• _GIVEN ENTRIES_
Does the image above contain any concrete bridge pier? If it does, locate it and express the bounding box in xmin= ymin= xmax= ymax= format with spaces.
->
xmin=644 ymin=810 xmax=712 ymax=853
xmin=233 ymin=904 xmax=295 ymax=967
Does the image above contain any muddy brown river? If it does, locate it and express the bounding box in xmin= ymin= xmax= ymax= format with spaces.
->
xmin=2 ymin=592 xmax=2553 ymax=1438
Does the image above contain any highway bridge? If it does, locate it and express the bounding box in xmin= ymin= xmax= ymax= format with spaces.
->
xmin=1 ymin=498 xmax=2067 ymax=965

• _YOUR OBJECTIVE_
Could you output the records in full, exactly as written?

• _RESULT FOR THIS TASK_
Does the image above contain any concrete bridge pier? If it does, locate it and express the bounding box in xmin= ymin= xmax= ymax= format with spaces.
->
xmin=644 ymin=810 xmax=712 ymax=853
xmin=233 ymin=904 xmax=295 ymax=967
Does the image above contain any muddy brown river? If it does, locate it and express the bounding box in xmin= ymin= xmax= ymax= format with spaces.
->
xmin=2 ymin=592 xmax=2553 ymax=1438
Does the image above contain any highway bridge? If it does, locate it and express the bounding box in xmin= ymin= xmax= ymax= format with spaces.
->
xmin=1 ymin=498 xmax=2067 ymax=965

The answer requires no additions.